### Provided records
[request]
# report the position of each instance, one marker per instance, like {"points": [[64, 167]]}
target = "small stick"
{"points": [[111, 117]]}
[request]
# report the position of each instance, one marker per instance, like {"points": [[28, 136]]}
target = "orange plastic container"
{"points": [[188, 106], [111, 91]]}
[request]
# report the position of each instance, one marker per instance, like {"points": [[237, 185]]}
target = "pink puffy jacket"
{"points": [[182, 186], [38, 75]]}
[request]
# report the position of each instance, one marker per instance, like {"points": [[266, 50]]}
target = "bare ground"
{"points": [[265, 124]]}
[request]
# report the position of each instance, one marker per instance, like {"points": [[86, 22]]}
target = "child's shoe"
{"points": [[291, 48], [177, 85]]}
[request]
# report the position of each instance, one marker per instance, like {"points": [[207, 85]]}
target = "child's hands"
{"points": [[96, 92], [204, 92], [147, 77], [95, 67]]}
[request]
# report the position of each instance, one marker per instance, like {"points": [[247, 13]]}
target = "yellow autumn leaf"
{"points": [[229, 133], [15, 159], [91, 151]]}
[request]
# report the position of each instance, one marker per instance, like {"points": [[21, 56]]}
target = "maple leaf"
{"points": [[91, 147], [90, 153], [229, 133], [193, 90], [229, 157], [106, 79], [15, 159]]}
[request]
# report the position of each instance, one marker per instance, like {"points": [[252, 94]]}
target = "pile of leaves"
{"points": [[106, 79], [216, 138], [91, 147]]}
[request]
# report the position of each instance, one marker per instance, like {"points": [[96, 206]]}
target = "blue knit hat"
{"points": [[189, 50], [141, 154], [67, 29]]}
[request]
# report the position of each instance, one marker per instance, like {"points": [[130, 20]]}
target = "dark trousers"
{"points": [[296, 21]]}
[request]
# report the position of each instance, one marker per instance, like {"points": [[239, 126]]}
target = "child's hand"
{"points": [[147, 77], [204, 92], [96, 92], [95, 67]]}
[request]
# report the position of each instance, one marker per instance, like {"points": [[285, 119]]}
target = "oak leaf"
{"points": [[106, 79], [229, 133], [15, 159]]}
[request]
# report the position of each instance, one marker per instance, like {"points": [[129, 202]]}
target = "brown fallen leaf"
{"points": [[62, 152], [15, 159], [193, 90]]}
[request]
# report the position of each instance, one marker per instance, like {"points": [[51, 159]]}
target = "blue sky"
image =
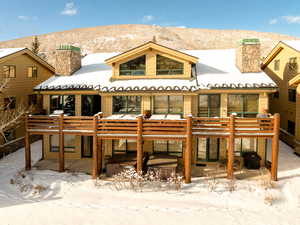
{"points": [[19, 18]]}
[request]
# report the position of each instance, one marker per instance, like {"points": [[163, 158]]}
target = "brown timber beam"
{"points": [[188, 150], [95, 169], [230, 152], [61, 144], [275, 147], [139, 145], [27, 145]]}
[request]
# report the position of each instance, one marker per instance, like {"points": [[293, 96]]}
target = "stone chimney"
{"points": [[67, 60], [248, 56]]}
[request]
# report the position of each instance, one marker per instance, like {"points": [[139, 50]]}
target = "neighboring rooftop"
{"points": [[8, 51], [215, 69]]}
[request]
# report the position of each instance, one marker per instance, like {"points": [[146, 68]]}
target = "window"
{"points": [[32, 71], [292, 95], [63, 102], [245, 145], [9, 103], [127, 104], [166, 66], [291, 127], [69, 143], [243, 105], [32, 100], [209, 105], [135, 67], [168, 147], [124, 146], [168, 104], [277, 65], [208, 149], [293, 63], [9, 71]]}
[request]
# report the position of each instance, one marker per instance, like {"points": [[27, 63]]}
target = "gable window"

### Task objective
Repeat the data in full and exactly. Omit pictures.

### Reply to the task
[request]
# report the position of each instance, one marker per instance, like {"points": [[64, 167]]}
target = "small stick"
{"points": [[111, 117]]}
[request]
# report the position of each instance, one marker per instance, like {"points": [[28, 136]]}
target = "orange plastic container"
{"points": [[188, 106], [111, 91]]}
[request]
# report the position of each instance, one marker per instance, like {"points": [[237, 185]]}
target = "pink puffy jacket"
{"points": [[182, 186], [38, 75]]}
[request]
# report the position of each instance, one marker per instance, like {"points": [[266, 50]]}
target = "bare ground"
{"points": [[265, 124]]}
[request]
# report the position of each instance, one marker per instance, like {"points": [[86, 22]]}
target = "child's shoe"
{"points": [[291, 48], [177, 85]]}
[request]
# report the position of each instance, one marker per instance, like {"points": [[207, 85]]}
target = "child's hands"
{"points": [[96, 92], [204, 92], [147, 77], [95, 67]]}
[request]
# report the position of each instance, one marker per instance, like {"points": [[247, 13]]}
target = "yellow autumn leaf"
{"points": [[229, 133], [15, 159], [91, 151]]}
[request]
# report the position of each instance, one marker per instance, like {"points": [[21, 56]]}
target = "maple leaf"
{"points": [[91, 147], [90, 153], [229, 133], [193, 90], [229, 157], [106, 79], [15, 159]]}
[request]
# report the position of each instance, one marker per instance, like {"points": [[252, 94]]}
target = "pile of leaves"
{"points": [[106, 79], [216, 138], [91, 147]]}
[request]
# report the position of each instance, one marker per instance, like {"points": [[96, 206]]}
target = "blue knit hat"
{"points": [[189, 50], [141, 154], [67, 29]]}
[request]
# report the position of each instance, one marker per instance, like {"points": [[130, 20]]}
target = "dark trousers"
{"points": [[296, 21]]}
[request]
# report the position of each instance, one marker per instance, like {"points": [[239, 126]]}
target = "child's hand"
{"points": [[147, 77], [204, 92], [96, 92], [95, 67]]}
[request]
# report the position of each instance, one marker per instance, like {"points": [[285, 119]]}
target = "oak leaf"
{"points": [[106, 79], [229, 133], [15, 159]]}
[request]
# report the position of each instance, one marker per instance, like {"points": [[129, 202]]}
target = "brown fallen leaf"
{"points": [[62, 152], [15, 159], [193, 90]]}
[request]
# report the position of each instance, one marker per instance, like {"points": [[51, 159]]}
target = "blue sky"
image =
{"points": [[19, 18]]}
[request]
# report the position of each instance, one marker per instance, like {"points": [[163, 158]]}
target = "brown timber beam"
{"points": [[188, 150], [95, 169], [230, 152], [61, 144], [275, 147], [139, 145], [27, 145]]}
[request]
# report the position of each instance, one marker per instance, like {"points": [[293, 96]]}
target = "stone chimney"
{"points": [[67, 60], [248, 56]]}
[request]
# report the position of each instance, one marker per instance, like {"points": [[139, 50]]}
target = "neighboring rooftop"
{"points": [[8, 51], [215, 69]]}
[request]
# report the position of each instance, one marker per instance, like {"points": [[146, 68]]}
target = "window"
{"points": [[32, 71], [292, 95], [63, 102], [245, 145], [9, 103], [127, 104], [166, 66], [291, 127], [69, 143], [243, 105], [32, 100], [209, 105], [135, 67], [168, 147], [124, 146], [168, 104], [277, 65], [208, 149], [293, 63], [9, 71]]}
[request]
# report the position of each instance, one marker per instance, like {"points": [[27, 63]]}
target = "gable window"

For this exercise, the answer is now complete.